▸ **Aufgabe und Vorgaben**
Schreibst du aus dem Text über die türkische Hizbullah alles von „Die Hizbullah der“ bis hinunter zu „Muammer Aksoy, ermordeten.“ wortgetreu ab?

Den wenigsten allerdings dürfte der tiefere Sinn
von Aksus Worten aufgegangen sein: zumindest bei den vier
Selbstmordattentätern, die alle aus der kurdischen Stadt Bingöl
stammten, handelt es sich um ehemalige Anhänger der Hizbullah, und
damit im engsten Sinne um "unsere" – Aksus - Leute.
Die Hizbullah der Türkei, nicht zu verwechseln mit
der libanesisch-iranischen Hizbullah, organisierte sich Anfang der
90er Jahre unter dem direkten Schutz des heutigen Innenministers,
der als Angehöriger des islamistischen Flügels der ANAP (unter dem
ach so liberalen Turgut Özal) zunächst Polizeichef, dann bereits
einmal (1991/92) Innenminister war. Entstanden war sie aus einem
Kreis radikaler Islamisten, vor allem kurdischen Anhängern der
iranischen "Revolution" (1) und
kleinen islamistischen Terrorzellen, die während der 80er Jahre
namhafte liberale Intellektuelle, so den Vorsitzenden der
Anwaltskammer, Muammer Aksoy, ermordeten.
Als die kurdische Bewegung unter Führung der PKK
Anfang der 90er Jahre zu einer Massenbewegung anschwoll, entdeckte
der Staat die Nützlichkeit der Hizbullah. Unter dem Schutz der
offiziellen Staatsorgane entwickelte sich die Hizbullah zu einer
20.000 Mann starken Killertruppe, die in den Jahren 1991 – 1994 in
den kurdischen Gebieten über Tausend Menschen, vor allem kritische
Intellektuelle, Journalisten, Gewerkschafter,
Menschenrechtsaktivisten und Politiker liquidierten. Da die
Hizbullah eng mit anderen paramilitärischen Einheiten der türkischen
Sicherheitskräfte (der Kontraguerilla) verbunden waren, wurden sie
kritisch als "Hizb-i-Kontra" bezeichnet. Bereits seit 1991 deckten
engagierte Zeitschriften (2) auf,
dass diese Mordbanden als Trainingscamps die Kasernen der türkischen
Sicherheitskräfte in Diyarbakir, Batman und Nusaybin nutzten,
oberster Dienstherr damals: Abdülkadir Aksu.

▸ **Auszug der Daten**
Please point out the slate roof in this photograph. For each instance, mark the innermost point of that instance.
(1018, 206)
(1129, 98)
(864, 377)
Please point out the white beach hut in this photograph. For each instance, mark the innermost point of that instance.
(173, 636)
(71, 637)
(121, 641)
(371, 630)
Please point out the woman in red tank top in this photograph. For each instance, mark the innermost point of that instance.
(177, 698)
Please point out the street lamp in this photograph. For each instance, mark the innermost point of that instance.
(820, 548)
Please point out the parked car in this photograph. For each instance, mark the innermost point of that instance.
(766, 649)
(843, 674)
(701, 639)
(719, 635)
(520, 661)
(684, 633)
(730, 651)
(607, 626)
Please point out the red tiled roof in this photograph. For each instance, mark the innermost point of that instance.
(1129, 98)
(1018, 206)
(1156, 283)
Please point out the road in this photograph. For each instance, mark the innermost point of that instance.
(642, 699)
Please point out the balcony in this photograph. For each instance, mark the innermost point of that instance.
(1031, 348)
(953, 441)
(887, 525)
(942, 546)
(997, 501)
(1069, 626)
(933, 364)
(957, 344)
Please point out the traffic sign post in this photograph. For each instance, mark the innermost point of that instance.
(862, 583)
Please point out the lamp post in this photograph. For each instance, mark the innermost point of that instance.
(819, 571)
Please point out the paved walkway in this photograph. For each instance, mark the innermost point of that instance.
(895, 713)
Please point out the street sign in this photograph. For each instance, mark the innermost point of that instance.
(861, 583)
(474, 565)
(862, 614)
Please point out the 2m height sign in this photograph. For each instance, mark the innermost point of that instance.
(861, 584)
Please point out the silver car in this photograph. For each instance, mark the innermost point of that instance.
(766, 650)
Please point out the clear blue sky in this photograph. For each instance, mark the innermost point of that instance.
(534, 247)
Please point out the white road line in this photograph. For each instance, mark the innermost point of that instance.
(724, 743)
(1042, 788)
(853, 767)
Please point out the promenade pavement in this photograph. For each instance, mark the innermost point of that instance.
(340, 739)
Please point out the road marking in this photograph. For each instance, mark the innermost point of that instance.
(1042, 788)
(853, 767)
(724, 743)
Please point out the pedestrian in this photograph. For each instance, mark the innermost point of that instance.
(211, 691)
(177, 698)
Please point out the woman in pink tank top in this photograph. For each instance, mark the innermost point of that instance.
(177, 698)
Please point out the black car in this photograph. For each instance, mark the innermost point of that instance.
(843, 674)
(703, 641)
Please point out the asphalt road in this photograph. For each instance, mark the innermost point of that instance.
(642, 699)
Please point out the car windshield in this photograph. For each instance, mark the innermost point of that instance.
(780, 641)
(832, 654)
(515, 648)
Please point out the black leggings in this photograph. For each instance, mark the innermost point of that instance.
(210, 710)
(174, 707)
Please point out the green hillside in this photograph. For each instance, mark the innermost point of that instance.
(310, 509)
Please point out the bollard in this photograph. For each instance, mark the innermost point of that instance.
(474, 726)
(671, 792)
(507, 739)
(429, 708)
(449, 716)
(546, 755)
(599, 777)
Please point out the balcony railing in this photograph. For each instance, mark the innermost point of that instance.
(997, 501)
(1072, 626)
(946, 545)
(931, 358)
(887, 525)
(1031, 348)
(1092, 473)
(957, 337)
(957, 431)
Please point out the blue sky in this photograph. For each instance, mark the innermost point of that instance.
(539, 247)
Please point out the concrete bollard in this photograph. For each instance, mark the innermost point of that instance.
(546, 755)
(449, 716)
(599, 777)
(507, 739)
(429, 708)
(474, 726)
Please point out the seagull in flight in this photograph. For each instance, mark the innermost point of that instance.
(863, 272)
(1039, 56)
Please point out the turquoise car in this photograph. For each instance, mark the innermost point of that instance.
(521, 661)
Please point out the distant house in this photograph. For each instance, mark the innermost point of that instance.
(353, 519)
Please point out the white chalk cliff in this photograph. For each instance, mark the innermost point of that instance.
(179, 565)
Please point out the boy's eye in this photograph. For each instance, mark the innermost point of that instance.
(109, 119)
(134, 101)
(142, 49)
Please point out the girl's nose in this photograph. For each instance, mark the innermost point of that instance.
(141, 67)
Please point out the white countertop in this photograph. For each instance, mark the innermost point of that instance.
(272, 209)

▸ **Lösung der Aufgabe**
Die Hizbullah der Türkei, nicht zu verwechseln mit
der libanesisch-iranischen Hizbullah, organisierte sich Anfang der
90er Jahre unter dem direkten Schutz des heutigen Innenministers,
der als Angehöriger des islamistischen Flügels der ANAP (unter dem
ach so liberalen Turgut Özal) zunächst Polizeichef, dann bereits
einmal (1991/92) Innenminister war. Entstanden war sie aus einem
Kreis radikaler Islamisten, vor allem kurdischen Anhängern der
iranischen "Revolution" (1) und
kleinen islamistischen Terrorzellen, die während der 80er Jahre
namhafte liberale Intellektuelle, so den Vorsitzenden der
Anwaltskammer, Muammer Aksoy, ermordeten.